## [Instructions to follow]
Copy every one of the following items word for word, keeping them in the order given.

## [Input records]
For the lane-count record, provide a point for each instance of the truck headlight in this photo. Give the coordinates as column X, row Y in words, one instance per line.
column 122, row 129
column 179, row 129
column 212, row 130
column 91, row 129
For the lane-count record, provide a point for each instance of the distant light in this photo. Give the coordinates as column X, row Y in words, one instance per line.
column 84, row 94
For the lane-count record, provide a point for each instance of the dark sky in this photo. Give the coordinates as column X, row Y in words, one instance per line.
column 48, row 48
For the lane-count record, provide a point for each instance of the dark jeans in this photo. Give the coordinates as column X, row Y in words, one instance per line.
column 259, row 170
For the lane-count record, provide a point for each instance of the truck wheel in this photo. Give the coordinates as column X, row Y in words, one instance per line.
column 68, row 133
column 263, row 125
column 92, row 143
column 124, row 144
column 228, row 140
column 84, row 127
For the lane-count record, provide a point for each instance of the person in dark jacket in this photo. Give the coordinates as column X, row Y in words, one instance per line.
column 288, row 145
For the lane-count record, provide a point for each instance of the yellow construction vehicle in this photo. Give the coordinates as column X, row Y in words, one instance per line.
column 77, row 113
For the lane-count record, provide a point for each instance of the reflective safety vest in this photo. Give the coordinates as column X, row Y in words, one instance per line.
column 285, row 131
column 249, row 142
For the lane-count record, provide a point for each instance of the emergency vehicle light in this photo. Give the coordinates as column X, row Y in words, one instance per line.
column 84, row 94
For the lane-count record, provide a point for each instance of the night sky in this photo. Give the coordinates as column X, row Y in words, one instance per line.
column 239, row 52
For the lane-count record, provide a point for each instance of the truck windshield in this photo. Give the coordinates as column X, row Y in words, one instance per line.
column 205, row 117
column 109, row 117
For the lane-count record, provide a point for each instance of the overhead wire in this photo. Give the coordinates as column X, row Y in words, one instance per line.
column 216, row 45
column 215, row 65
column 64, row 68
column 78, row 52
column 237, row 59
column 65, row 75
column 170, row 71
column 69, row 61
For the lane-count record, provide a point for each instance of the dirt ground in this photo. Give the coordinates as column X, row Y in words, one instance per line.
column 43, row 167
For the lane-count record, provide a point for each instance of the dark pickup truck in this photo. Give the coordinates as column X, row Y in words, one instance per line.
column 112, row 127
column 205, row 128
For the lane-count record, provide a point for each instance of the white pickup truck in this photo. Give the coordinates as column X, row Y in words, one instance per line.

## [Exercise solution]
For the lane-count record, provide a point for each instance of the truck headlight in this photo. Give the coordinates as column X, row Y in words, one instance per line.
column 122, row 129
column 179, row 129
column 212, row 130
column 91, row 129
For the lane-count record, provide a point for each instance of the distant light in this photo. Give the coordinates as column X, row Y in words, one instance per line.
column 84, row 94
For the lane-count record, provide a point for each instance of the dark sky in this photo. Give the coordinates as column X, row Y in words, one instance per line.
column 48, row 48
For the lane-count record, provide a point for each instance of the dark jeans in this photo. Give the coordinates as column X, row Y in words, one instance per line.
column 259, row 170
For the lane-count record, provide a point for each instance of the truck wheel in this photo. Give the coordinates as column X, row Y in words, one instance per line.
column 68, row 133
column 263, row 125
column 92, row 143
column 124, row 144
column 228, row 140
column 84, row 127
For the lane-count record, provide a point for each instance of the person in dark jacket in this photo. Give the coordinates as column X, row Y in words, one instance per line.
column 288, row 145
For the lane-count record, provide a point for each instance of the yellow construction vehicle in this photo. Give the coordinates as column X, row Y in words, one instance per line.
column 77, row 113
For the lane-count record, provide a point for each instance of the reflective safety vest in this photo. Give the coordinates as column X, row Y in words, one instance per line.
column 285, row 131
column 249, row 142
For the lane-count record, provide a point for each instance of the emergency vehicle light in this photo. Give the coordinates as column X, row Y in words, one instance per line.
column 84, row 94
For the lane-count record, provide a point for each instance of the night sky in this photo. Give the coordinates as column X, row Y in words, one instance per line.
column 239, row 52
For the lane-count record, provide a point for each instance of the truck windshield in this photo. Give the coordinates as column X, row Y in words, one instance per line.
column 205, row 117
column 109, row 117
For the lane-count record, provide a point for each instance of the overhead wire in this photo. Give the coordinates as column X, row Y in words, one instance per line.
column 216, row 45
column 215, row 65
column 64, row 68
column 78, row 52
column 237, row 59
column 65, row 75
column 170, row 71
column 69, row 61
For the lane-count record, provide a point for each instance of the dirt ground in this photo. Give the coordinates as column X, row Y in words, one instance per line.
column 43, row 167
For the lane-count record, provide a point for each instance of the dark pickup truck in this photo. Give the coordinates as column X, row Y in words, one instance per line.
column 112, row 127
column 205, row 128
For the lane-count record, provide a point for each instance of the white pickup truck in this photo. Give the coordinates as column X, row Y in words, one instance per line.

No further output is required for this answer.